Texto fornecido:
O Dia Internacional da Mulher, celebrado nesta sexta-feira (8), traz à tona, todos os anos, a discussão sobre disparidades entre os gêneros. Um dos campos onde essas diferenças entre homens e mulheres ficam mais evidentes é no Prêmio Nobel, uma das mais importantes condecorações a múltiplas áreas do conhecimento. De 1901 a 2018, dos 904 indivíduos que foram agraciados, apenas 52 eram do gênero feminino, o que corresponde a singelos 5,7% do total.
Se esse índice já é pequeno, ele fica ainda mais desanimador quando filtradas as distinções voltadas especificamente para o nicho da Física e da Química: foram apenas sete mulheres reconhecidas.
– Ao entrar em uma loja de brinquedos, tente achar os laboratórios de Química na parte das meninas. Não tem, pois, todos os passatempos de aventuras e desafios são dos meninos. A sociedade carrega isso em mente – provoca a diretora da Academia Brasileira de Ciências (ABC), Marcia Barbosa, professora de Física da UFRGS.
Ela cita uma pesquisa feita por universidades norte-americanas, publicada em 2017 no periódico Science, que avaliou a percepção dos estereótipos de pessoas ditas brilhantes entre as crianças. Aos pequenos, contou-se uma história sobre indivíduos muito inteligentes. Depois, foi pedido que eles identificassem o gênero desses indivíduos. Meninos e meninas de cinco anos reconheceram positivamente seus próprios gêneros. Aos sete anos, as meninas tiveram menor probabilidade de associar o brilhantismo com seu gênero.
– Essa diferença se deve à exposição social imensa das crianças à ideia de que meninos são inteligentes e meninas esforçadas. Escola e família vão reforçando isso – justifica a pesquisadora.
Para além dos estereótipos, ainda há de ponderar a tendência humana de preferir seus semelhantes. É o que Marcia define como efeito de clonagem: homens vão pensar em indicar pessoas parecidas com eles mesmos:
– Só vamos acabar com isso quando pensarmos nas minorias: mulheres, negros, latinos.
A mestre em Gênero, Mídia e Cultura Joanna Burigo aponta que a academia é majoritariamente formada por homens brancos, que vão escolher outros homens brancos:
– Quem compõe os quadros de votação? Não sei a resposta. Mas, em todas as instituições, a maioria dos corpos assentados nessas cadeiras de poder são homens brancos. Esse conjunto contribui para esta disparidade.

Trechos da listagem:
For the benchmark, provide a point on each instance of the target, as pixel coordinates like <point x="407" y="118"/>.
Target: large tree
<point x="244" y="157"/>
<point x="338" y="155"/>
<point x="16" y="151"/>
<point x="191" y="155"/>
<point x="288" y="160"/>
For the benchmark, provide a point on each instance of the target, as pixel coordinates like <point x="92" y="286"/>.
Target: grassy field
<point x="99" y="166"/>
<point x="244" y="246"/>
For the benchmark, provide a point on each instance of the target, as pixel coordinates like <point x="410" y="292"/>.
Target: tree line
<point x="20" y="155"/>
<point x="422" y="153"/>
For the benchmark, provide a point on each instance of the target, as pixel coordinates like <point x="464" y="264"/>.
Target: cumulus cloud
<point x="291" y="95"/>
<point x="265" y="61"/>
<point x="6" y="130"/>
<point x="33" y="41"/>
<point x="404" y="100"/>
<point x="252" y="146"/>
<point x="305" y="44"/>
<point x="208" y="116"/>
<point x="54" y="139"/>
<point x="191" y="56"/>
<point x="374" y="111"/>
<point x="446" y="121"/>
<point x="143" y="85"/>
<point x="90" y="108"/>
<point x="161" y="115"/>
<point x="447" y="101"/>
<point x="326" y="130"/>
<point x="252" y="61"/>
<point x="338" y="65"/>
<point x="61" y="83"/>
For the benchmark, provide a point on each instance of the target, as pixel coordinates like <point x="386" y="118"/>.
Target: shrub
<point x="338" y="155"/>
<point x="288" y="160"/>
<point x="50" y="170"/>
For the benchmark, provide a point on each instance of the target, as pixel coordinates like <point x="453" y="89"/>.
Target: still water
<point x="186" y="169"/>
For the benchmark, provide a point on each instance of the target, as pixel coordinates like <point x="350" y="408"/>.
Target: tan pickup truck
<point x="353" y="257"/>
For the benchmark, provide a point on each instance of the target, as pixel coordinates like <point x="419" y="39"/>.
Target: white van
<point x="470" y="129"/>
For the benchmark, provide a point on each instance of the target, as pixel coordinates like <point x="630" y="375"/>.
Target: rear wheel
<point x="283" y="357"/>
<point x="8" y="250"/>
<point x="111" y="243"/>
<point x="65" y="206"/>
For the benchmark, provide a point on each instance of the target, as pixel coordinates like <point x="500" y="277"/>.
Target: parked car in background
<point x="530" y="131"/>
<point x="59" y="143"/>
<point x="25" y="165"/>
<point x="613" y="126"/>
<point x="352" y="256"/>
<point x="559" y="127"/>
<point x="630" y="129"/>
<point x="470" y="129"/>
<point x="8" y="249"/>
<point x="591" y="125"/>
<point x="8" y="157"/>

Tarefa proposta 1: De acordo com o texto sobre mulheres no Prêmio Nobel, quantas mulheres foram reconhecidas nas distinções de Física e Química?
Tarefa proposta 2: Informe o número de linhas da listagem que contêm a palavra "instance", diferenciando maiúsculas de minúsculas. Responda somente com o número.

Resposta esperada 1: Apenas sete mulheres.

Resposta esperada 2: 10